(Entries provided Opens)

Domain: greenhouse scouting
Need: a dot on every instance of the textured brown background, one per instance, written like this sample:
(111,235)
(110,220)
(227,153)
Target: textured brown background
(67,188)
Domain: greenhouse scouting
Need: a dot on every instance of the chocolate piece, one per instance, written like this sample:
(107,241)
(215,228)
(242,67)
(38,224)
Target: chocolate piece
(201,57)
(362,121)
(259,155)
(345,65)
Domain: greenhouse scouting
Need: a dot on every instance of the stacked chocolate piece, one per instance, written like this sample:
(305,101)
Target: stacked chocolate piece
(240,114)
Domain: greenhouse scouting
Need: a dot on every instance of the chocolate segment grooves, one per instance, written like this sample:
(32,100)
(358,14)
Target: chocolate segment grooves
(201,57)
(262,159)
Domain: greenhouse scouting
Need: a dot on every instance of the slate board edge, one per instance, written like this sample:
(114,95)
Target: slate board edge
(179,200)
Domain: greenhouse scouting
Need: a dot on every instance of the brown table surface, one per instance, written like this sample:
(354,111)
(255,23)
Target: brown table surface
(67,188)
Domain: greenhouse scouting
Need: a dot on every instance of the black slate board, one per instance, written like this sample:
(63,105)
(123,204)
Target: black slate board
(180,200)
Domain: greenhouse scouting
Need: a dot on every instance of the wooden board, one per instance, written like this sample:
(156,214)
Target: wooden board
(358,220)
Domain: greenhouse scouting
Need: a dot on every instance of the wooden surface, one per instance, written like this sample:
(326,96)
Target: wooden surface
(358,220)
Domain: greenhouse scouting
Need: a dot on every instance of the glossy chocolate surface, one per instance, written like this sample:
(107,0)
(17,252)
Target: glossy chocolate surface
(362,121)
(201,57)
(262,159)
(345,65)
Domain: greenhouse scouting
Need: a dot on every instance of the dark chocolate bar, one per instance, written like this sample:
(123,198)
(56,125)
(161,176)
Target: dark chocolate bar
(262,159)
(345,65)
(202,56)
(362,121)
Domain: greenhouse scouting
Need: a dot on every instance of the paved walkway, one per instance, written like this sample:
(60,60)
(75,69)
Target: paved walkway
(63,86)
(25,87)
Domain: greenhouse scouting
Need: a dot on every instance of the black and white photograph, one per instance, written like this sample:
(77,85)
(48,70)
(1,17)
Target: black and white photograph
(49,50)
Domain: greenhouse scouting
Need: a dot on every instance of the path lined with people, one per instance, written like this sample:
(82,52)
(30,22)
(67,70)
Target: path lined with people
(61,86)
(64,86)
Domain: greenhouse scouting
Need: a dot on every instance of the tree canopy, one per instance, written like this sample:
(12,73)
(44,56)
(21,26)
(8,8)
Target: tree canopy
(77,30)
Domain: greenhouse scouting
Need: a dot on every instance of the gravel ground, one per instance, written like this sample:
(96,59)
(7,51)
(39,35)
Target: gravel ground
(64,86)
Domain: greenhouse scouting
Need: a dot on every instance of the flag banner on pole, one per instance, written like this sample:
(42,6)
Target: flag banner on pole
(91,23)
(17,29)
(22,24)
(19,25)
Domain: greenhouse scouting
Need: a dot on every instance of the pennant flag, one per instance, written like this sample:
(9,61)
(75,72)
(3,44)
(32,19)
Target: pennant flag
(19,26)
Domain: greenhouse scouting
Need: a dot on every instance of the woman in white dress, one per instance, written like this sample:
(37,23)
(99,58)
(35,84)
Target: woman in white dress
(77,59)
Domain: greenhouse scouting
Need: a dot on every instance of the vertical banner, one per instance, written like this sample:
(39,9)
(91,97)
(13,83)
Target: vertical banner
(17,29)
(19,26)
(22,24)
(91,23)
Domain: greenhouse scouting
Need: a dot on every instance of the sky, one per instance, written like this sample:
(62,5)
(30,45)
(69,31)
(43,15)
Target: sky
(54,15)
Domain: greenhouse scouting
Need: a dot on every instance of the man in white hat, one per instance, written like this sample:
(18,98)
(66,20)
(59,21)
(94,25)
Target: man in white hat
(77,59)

(Entries provided Closes)

What the task asks: Write the complete data out, exactly as above.

Reply:
Domain: greenhouse scouting
Need: a dot on every instance of the textured brown background, one per instance, written like this sample:
(111,235)
(110,220)
(227,153)
Target: textured brown background
(67,188)
Domain: greenhouse scouting
Need: a dot on every instance of the chocolate piece, one per instance, written like this sample:
(107,241)
(215,228)
(242,67)
(38,224)
Target: chocolate piece
(201,57)
(362,121)
(259,155)
(345,65)
Domain: greenhouse scouting
Need: a dot on every instance of the stacked chocolate piece, one per instance, written like this sample:
(305,101)
Target: stacked chocolate piece
(240,114)
Domain: greenhouse scouting
Need: a dot on every instance of the chocolate segment grooves, one per instance, written like this sample:
(32,100)
(358,14)
Target: chocolate segment grooves
(201,57)
(262,159)
Domain: greenhouse scouting
Need: a dot on every instance of the slate board edge, one per instance, written like this sample:
(114,95)
Target: slate board edge
(179,200)
Domain: greenhouse scouting
Need: a dot on every instance of the brown table surface, one per instance, written like this sample:
(354,111)
(255,23)
Target: brown table surface
(67,188)
Domain: greenhouse scouting
Need: a dot on every instance of the black slate board, one per instance, written like this sample:
(63,105)
(123,204)
Target: black slate board
(180,200)
Domain: greenhouse scouting
Need: a dot on every instance of the wooden board, one per instance, written like this sample:
(156,214)
Target: wooden board
(358,220)
Domain: greenhouse scouting
Need: a dot on every instance of the wooden surface, one per instance, written like this sample:
(326,96)
Target: wooden surface
(358,220)
Domain: greenhouse scouting
Need: a dot on every instance of the glossy chocolate surface, one per instance, written like this sample:
(107,0)
(17,252)
Target: glossy chocolate surface
(362,121)
(201,57)
(262,159)
(345,65)
Domain: greenhouse scouting
Need: a dot on every instance of the dark chocolate bar, one per instance, written like this sample:
(123,198)
(56,125)
(161,176)
Target: dark chocolate bar
(262,159)
(345,65)
(202,56)
(362,121)
Domain: greenhouse scouting
Need: a dot on every instance of the paved walkway, one per instance, written like this sample:
(60,60)
(75,69)
Target: paved walkway
(63,86)
(25,87)
Domain: greenhouse scouting
Need: a dot on every instance of the black and white photograph, one per instance, written like this sample:
(77,85)
(48,70)
(1,17)
Target: black and white photograph
(49,50)
Domain: greenhouse scouting
Need: a dot on every instance of the path lined with people, one per instance, written like this sample:
(82,52)
(30,22)
(67,70)
Target: path lined with people
(61,86)
(64,86)
Domain: greenhouse scouting
Need: a dot on every instance of the tree canopy, one per instance, written like this sample:
(12,73)
(44,56)
(21,26)
(8,8)
Target: tree canopy
(77,30)
Domain: greenhouse scouting
Need: a dot on every instance of the gravel ground, one per instance, written like this sample:
(96,59)
(7,51)
(39,35)
Target: gravel ground
(64,86)
Domain: greenhouse scouting
Need: a dot on every instance of the flag banner on pole, one per instance, written like this sample:
(42,6)
Target: flag banner on pole
(91,23)
(17,29)
(22,24)
(19,25)
Domain: greenhouse scouting
Need: a dot on every instance of the pennant flag, one per instance, written like this sample:
(9,61)
(75,72)
(3,44)
(32,19)
Target: pennant flag
(19,26)
Domain: greenhouse scouting
Need: a dot on every instance of the woman in white dress, one per instance, written like this sample:
(37,23)
(99,58)
(35,84)
Target: woman in white dress
(77,59)
Domain: greenhouse scouting
Need: a dot on every instance of the vertical banner, one per instance, written like this sample:
(39,9)
(91,97)
(13,83)
Target: vertical banner
(17,29)
(19,26)
(22,24)
(91,23)
Domain: greenhouse scouting
Need: a dot on every instance of the sky, one per instance, written like this sample:
(62,5)
(30,45)
(69,31)
(43,15)
Target: sky
(54,15)
Domain: greenhouse scouting
Need: a dot on every instance of the man in white hat, one per instance, written like this sample:
(18,98)
(66,20)
(59,21)
(94,25)
Target: man in white hat
(77,59)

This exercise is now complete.